▶
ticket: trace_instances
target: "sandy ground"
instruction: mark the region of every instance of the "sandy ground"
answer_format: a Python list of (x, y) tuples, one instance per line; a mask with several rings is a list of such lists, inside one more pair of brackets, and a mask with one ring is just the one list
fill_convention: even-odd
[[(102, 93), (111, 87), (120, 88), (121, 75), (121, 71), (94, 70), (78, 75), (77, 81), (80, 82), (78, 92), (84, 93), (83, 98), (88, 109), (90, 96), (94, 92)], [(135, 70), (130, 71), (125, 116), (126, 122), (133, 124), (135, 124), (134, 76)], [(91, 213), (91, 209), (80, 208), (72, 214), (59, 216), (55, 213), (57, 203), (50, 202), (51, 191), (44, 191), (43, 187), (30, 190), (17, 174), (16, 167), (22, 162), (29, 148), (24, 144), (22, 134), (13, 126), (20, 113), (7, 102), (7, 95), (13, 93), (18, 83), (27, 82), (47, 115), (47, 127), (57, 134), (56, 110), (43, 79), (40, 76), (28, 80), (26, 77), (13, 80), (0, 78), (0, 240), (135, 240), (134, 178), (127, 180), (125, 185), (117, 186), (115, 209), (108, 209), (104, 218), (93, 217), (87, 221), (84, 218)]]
◀
▶
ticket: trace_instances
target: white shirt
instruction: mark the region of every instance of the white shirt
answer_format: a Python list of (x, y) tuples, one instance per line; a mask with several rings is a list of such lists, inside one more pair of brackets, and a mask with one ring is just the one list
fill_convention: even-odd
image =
◀
Work required:
Please find each line in the records that contains the word "region" and copy those lines.

Output of the task:
instruction: mark the region of every instance of the "sandy ground"
instruction: mark the region of every instance of the white shirt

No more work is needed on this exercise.